STATED TASK
Could you rewrite the listing below, starting at its first line and ending at the line containing "382,192,454,372", with the requests left unchanged? Scale every bounding-box coordinate in the answers by 1.05 and round each to a whole number, with halves going up.

PROVIDED ENTRIES
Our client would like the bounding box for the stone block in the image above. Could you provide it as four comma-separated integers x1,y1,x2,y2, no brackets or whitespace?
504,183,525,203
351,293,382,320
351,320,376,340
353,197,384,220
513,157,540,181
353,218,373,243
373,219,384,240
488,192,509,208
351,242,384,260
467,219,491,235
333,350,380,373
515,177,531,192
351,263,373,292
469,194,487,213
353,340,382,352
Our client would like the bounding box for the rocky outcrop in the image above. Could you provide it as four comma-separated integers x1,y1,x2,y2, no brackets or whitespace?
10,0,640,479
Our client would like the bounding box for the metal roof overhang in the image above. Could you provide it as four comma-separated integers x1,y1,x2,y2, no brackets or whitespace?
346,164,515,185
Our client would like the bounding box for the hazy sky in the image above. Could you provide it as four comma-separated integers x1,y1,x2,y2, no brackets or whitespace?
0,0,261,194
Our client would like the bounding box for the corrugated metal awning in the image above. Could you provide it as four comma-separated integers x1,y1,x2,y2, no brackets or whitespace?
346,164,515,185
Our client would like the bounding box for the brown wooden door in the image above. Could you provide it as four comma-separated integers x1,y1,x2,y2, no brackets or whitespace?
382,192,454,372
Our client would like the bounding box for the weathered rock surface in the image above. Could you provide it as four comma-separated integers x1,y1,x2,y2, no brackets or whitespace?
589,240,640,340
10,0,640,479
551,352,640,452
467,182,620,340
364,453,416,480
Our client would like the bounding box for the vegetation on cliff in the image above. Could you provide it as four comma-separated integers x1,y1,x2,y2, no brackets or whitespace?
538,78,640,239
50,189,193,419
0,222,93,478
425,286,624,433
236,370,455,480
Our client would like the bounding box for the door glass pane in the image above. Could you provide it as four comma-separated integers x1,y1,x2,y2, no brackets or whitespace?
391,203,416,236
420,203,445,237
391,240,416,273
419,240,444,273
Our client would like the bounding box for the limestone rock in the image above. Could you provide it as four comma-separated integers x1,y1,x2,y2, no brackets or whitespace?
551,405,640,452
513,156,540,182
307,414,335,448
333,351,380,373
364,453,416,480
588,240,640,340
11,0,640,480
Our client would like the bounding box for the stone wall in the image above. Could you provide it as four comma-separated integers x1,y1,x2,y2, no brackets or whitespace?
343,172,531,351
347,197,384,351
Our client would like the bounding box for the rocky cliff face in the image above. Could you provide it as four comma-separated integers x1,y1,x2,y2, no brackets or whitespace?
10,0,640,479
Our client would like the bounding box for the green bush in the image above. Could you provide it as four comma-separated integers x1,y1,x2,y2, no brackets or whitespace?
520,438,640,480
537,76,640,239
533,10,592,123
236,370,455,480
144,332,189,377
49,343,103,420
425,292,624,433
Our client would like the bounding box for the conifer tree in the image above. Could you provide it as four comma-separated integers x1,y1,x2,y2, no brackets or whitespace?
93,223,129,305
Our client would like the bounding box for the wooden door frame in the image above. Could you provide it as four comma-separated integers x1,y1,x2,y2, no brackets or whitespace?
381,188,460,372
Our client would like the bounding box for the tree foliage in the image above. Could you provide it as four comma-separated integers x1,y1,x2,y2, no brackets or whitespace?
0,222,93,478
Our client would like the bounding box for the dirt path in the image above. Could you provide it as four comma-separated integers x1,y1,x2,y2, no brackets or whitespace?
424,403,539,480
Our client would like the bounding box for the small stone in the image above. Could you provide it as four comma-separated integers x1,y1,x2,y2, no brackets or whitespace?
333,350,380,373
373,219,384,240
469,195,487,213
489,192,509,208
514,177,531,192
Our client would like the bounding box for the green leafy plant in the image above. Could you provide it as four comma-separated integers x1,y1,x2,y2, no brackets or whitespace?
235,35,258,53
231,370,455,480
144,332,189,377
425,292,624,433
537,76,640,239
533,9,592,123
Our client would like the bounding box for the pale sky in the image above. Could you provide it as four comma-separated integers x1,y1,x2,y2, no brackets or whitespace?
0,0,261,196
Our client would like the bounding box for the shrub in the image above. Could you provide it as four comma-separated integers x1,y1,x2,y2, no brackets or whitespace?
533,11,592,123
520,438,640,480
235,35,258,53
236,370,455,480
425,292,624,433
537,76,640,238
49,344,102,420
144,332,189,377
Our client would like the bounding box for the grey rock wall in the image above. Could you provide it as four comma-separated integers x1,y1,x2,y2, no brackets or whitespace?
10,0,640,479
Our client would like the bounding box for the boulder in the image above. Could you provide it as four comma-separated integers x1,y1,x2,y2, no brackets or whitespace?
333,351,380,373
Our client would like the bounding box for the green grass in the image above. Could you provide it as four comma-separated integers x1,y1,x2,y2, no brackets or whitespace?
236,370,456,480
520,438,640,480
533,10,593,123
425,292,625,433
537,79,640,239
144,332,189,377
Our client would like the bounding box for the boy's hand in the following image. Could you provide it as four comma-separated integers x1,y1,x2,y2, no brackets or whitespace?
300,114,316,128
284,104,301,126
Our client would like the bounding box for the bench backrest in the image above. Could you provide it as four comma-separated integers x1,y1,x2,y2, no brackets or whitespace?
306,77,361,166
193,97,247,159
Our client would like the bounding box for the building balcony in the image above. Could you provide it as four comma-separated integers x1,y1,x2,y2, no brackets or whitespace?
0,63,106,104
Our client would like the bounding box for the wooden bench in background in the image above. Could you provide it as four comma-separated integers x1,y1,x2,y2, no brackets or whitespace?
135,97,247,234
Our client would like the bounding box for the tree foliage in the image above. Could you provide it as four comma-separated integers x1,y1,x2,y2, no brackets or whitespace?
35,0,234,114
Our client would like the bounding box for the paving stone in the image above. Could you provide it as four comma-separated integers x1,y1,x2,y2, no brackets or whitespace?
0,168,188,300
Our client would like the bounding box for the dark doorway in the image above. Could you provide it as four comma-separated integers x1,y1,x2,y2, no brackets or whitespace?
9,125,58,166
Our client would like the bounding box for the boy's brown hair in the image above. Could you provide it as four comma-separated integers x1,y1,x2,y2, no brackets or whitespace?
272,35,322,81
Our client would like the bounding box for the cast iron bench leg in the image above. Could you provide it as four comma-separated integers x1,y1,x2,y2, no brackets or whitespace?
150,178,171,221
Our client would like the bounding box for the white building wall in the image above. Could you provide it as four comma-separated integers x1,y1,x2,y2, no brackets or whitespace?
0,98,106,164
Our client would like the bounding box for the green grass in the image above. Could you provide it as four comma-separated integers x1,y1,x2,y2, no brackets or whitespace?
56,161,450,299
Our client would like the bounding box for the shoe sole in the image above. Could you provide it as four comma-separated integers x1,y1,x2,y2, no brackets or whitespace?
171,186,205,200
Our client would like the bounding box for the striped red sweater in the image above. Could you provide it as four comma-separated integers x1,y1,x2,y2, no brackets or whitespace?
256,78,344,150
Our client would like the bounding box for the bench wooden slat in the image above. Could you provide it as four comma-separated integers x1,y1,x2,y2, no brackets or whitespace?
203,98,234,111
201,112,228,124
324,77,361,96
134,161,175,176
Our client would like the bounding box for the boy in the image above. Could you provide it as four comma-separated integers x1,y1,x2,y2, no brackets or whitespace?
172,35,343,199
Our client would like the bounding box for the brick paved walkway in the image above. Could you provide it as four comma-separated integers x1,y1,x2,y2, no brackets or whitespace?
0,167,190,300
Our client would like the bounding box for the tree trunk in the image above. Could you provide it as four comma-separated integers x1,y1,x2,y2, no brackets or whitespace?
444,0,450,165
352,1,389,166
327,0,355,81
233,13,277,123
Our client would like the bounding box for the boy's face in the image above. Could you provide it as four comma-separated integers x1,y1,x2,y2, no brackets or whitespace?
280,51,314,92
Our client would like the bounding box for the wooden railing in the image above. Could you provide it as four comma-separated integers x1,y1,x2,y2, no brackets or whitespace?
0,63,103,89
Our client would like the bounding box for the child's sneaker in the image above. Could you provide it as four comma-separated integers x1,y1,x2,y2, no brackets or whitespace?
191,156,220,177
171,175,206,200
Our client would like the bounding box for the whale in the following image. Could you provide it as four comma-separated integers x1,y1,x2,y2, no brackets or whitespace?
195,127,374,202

OUTPUT FOR THIS EXERCISE
Our client would like the bounding box for the stone block in the image above. Could you provide it as four comma-separated integers x1,y1,x2,y2, no brackets or whitespace?
529,192,551,213
369,308,401,336
369,336,395,357
371,207,403,231
539,165,567,190
371,229,392,255
392,230,403,252
512,202,534,218
369,254,403,273
490,230,516,247
350,368,399,392
541,186,558,202
369,276,392,307
492,204,511,224
371,357,401,370
Our client would like the bounding box for the rocky outcrop in the image above. Could you provide it as four comma-separated integers x1,y1,x2,y2, no brackets or whitespace?
11,0,672,503
Our client would like the bounding box for the metal roof overhang in the image above. Could you provide it as four comma-separated integers x1,y1,x2,y2, no brackets or whitespace?
363,172,541,194
Our client would like the bounding box for the hazy sky in the image above. Could you provide it as four comma-separated integers x1,y1,x2,y2, no brackets or whitespace?
0,0,274,204
Our client would like the bounding box for the corrugated metal awning in the image above. Could you provide it as four comma-separated integers x1,y1,x2,y2, no brackets or whitespace?
363,172,541,194
Our client would like the bounding box for the brown wooden door in the image above. Could you provide it as four comma-separated integers x1,y1,x2,y2, no brackets or whitespace?
401,202,477,391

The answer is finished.